(Beginning of Dataset entries)

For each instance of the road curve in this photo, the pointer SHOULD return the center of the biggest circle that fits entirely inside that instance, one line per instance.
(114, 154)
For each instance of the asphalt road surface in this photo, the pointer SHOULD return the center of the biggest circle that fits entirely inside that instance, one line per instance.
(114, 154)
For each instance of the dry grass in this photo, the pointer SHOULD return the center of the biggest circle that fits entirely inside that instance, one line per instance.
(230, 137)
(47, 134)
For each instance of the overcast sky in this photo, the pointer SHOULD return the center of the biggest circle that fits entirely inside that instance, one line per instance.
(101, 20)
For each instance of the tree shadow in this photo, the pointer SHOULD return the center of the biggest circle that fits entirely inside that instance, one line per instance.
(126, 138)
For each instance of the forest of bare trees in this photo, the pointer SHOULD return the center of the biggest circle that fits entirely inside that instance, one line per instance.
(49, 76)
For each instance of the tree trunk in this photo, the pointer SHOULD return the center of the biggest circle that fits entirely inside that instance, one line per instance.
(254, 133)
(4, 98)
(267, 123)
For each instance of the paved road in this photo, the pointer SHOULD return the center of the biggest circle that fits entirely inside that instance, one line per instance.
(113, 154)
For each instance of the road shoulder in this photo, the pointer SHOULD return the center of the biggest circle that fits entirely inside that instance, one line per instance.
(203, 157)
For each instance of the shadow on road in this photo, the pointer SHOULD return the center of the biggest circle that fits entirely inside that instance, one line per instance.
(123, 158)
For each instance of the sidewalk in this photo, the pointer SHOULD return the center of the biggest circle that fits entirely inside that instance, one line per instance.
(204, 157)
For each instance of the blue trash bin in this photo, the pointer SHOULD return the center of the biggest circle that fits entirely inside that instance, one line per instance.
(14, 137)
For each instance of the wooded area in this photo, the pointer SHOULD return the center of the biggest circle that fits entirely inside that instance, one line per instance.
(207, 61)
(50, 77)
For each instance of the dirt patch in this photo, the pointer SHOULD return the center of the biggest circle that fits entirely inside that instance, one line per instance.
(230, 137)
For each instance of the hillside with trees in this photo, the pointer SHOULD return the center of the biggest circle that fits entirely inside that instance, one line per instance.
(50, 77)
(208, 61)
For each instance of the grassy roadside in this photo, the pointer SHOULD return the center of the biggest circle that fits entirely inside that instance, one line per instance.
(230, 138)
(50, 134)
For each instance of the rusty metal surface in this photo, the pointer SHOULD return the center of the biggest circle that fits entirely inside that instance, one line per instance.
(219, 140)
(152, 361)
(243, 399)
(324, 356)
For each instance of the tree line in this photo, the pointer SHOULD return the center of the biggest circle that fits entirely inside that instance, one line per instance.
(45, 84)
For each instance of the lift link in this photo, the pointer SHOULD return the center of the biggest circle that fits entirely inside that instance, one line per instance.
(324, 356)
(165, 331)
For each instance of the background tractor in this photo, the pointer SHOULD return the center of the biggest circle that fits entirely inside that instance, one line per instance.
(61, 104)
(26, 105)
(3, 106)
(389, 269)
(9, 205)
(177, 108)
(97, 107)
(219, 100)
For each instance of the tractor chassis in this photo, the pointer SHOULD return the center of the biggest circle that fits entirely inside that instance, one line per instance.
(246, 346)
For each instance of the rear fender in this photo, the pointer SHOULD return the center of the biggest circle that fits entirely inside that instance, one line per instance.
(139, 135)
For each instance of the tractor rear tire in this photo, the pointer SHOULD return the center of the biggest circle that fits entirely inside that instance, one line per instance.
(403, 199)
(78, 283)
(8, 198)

(End of Dataset entries)

Lines from the one containing "For each instance of the tractor chassis" through the end of the data above must be written out exactly, and no other lines are needed.

For each instance of the tractor chassis in this photo, the pointer SHOULD return the center of the biggest circle that fits entirely inside that instance, one line per instance.
(246, 346)
For each instance of the rear fender in this photo, the pointer SHOULD return the center of the biggest circle that fits entirely inside that instance, one line per instance.
(139, 135)
For each instance of the tractor rear tire in this photo, the pointer SHOULD return the center of the biggest circle that fits entirely inside that instance, one line per instance.
(403, 199)
(78, 283)
(8, 198)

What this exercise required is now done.